[TEXTABSCHNITT]
Dem jeder Person innewohnenden Wunsch nach Abwechslung ist Apple bislang ausschließlich durch den cleveren Armband-Wechselmechanismus und entsprechend andersfarbige oder anders gestaltete Bänder nachgekommen. Unterschiedliche Gehäusefarben und -Materialien wie Edelstahl, Aluminium, Keramik, Titan und sogar Gold halfen ebenfalls dabei, zumindest oberflächlich betrachtet, Abwechslung und Individualität zu bieten. Doch das alles ändert nichts daran, dass die Grundform der Uhr seit dem Urmodell (Wortspiel beabsichtigt) praktisch unverändert ist.

[AUFGABE 1] Welche Gehäusematerialien zählt der Textabschnitt zu Apples Uhr auf?
[AUFGABE 2] Schreibe den Textabschnitt zu Apples Uhr im Anschluss an seinen letzten Satz weiter.

[DATENABSCHNITT]
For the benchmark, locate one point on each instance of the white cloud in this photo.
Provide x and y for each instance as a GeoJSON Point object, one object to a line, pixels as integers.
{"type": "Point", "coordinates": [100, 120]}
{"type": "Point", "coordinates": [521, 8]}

[LÖSUNG 1] Edelstahl, Aluminium, Keramik, Titan und Gold.

[LÖSUNG 2]
Nun ist am Design der
Apple Watch grundsätzlich nicht viel zu beanstanden, wenn wir mal davon absehen, dass es bis heute bei manchen Kritik an der eckigen Grundform gibt. Die Auslegung von Gehäuse und Bedienelementen der Apple Watch ist praktisch (auch und gerade wegen des eckigen Displays), harmonisch, elegant und … ja, zeitlos! Ein Kriterium, für das Apple auch ein wenig berühmt ist. Es ist gar nicht immer nötig, ein Produktdesign ständig komplett über den Haufen zu werfen. Wurde genügend Zeit, Muße, Inspiration und Mühe in die Ausgangsform investiert, und der (oder die) Designer hatten dabei ein glückliches Händchen, kann das Produkt nicht nur über Jahre frisch und unverbraucht wirken, sondern sogar den Status einer Designikone erringen. Die Apple Watch gehört für mich ganz eindeutig in diese Kategorie.
Auch bei anderen Produkten ist Apple dieses Kunststück in der Vergangenheit schon mehrfach gelungen. Angefangen mit dem Ur-Macintosh, dem iPod, iPhone und auch dem iMac in verschiedenen Variationen.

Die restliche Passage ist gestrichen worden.